== 依頼事項 ==
A. 陶芸家のインタビュー記事によると、うーたん・うしろさんが2021年に栃木県益子町に自ら築いた窯はどのような窯ですか。
B. 陶芸家のインタビュー記事を、最後の文の後から書き継いでください。

== 抽出テキスト ==
長い歴史の中で紡がれてきた日本各地の工芸。担い手不足が叫ばれる中、独自の視点で工芸の道を探究し、新たな価値観を生み出している作り手を訪ねる「Kougei Journey」。第三回目は栃木県益子町とカナダのモントリオールを拠点に唯一無二の創作活動を続けるうーたん・うしろさん。10月19日からスタートするIEGNIMでの個展を控え、窯焚きが終わったタイミングでお話を伺いました。
うーたん・うしろ
レスキュー隊員として消防署に勤務する中、陶芸に出会い作陶を始める。2021年、栃木県益子町に自作の全地下式穴窯を築窯。山で堀った土や石を使い、薪をくべて器を焼く。何かが燃える時の光や音、溶けて崩れる様子に注目し、陶芸作品の制作を中心に創作活動を展開。舞踊、現代魔術をライフワークとし「踊る身体」と「作られるもの」の交点における在り方を実践・研究している。現在はモントリオールにもアトリエを持ち、海外での活動にも力を入れている。これまでに「CIBONE Brooklyn」などでも個展を開催。
陶器市の際には多くの人で賑わう益子。中心地から少し離れるとのどかな田園風景が広がる。
“死”と向き合う日々と陶芸との出会い
── 陶芸の道に進んだきっかけから教えてください。
元々消防士をしていたのですが、レスキュー隊員として働いていました。その仕事では、目の前で人が亡くなる。“死”に直面する機会が多かったので、自分もいつか死ぬんだということを強烈にリアリティを持って感じるようになりました。自ずと、もっと他の世界を見てみたい、自分の可能性を探ってみたいと思うようになったんです。
── 陶芸に出会ったのはその頃だったんですか。
消防士の頃から町の陶芸教室に通っていたのですが、粘土を触った時の体験がすごく興味深いものだったんです。レスキュー隊員としてどんなに訓練をしても人が死ぬという現実は変えられない。そういう時代を過ごしていた自分にとって、粘土は自分の手によって自在に形を操れる。現実に対して介入できている感覚がとても新鮮でした。

== エントリー一覧 ==
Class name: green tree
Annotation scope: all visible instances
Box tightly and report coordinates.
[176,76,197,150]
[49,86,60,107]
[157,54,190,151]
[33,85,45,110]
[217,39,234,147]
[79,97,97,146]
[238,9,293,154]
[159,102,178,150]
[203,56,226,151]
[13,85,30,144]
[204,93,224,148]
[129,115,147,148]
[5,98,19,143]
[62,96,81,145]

== 課題ごとの回答 ==
A. 全地下式穴窯です。

B.
元々、本が好きで美術論などを読んだりするなどアートへの関心が高かったうーたんさん。しかし、自分が作リ手の側になるとは思っていなかったそう。
破壊の先に見えた希望
── それが始まりだったんですね。
消防士を辞めた直後に、益子でイベントがありました。その時に初めて窯焚きを経験したのですが、火力が強すぎて自分の作品が完全に溶けて無くなってしまったんです。それがすごく面白くて。粘土を消滅させてしまえるくらいの火力って一体なんなんだろうって。でもそれは、何かを作ろうとした上での破壊だから、次は良いものができるかもしれない。希望が先に見えたんです。消防士の頃は、火ってただ破壊するだけのものだったのですが印象が変わりました。
── その時に破壊するものから創造するものへと“火”の印象が変わったんですね。益子を選んだのはどうしてだったのでしょうか。
2015年に初めて薪窯を焚いたんですけど、それから年何回か益子に出入りするようになりました。ご縁もだんだんできてきて、2019年に完全にこちらに移りました。薪窯は教科書があるわけでもないですし、実際にどのように焚いていくのか。詳しい部分はやはり陶芸の産地じゃないとわからないので。益子だったらいろいろな窯を焚くことができるのも大きかったですね。
釉薬や粘土などが置かれた作業スペース。2019年に益子へ移り、物件を探す中で紹介されてこの場所へ。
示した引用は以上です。